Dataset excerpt
--- START ---
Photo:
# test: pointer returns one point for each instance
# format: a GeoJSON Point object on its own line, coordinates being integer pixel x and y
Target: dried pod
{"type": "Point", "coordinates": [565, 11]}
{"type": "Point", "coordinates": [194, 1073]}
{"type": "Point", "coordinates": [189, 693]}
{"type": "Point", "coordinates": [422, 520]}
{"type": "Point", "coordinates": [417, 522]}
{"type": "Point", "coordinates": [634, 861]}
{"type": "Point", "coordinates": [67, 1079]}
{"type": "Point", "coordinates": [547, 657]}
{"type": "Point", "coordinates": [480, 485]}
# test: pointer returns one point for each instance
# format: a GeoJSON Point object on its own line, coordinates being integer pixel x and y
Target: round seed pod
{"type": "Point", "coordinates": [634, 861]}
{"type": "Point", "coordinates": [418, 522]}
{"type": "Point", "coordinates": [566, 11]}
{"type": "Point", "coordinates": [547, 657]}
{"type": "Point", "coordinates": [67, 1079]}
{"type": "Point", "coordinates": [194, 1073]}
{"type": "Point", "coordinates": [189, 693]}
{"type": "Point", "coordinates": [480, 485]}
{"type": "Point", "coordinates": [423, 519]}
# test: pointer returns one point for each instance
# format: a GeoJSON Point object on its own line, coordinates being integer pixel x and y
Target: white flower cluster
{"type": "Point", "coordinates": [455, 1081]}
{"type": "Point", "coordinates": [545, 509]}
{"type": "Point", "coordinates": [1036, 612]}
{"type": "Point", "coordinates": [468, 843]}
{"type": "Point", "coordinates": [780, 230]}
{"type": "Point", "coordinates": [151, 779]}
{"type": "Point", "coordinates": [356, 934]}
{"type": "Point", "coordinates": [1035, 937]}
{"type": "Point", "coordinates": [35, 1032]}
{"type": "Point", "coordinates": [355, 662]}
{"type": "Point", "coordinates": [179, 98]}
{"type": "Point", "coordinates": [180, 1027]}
--- END ---
* What needs to be done: Gather every line of the data above that contains the string "Target". Matching is case-sensitive.

* Exercise output:
Target: dried pod
Target: round seed pod
Target: white flower cluster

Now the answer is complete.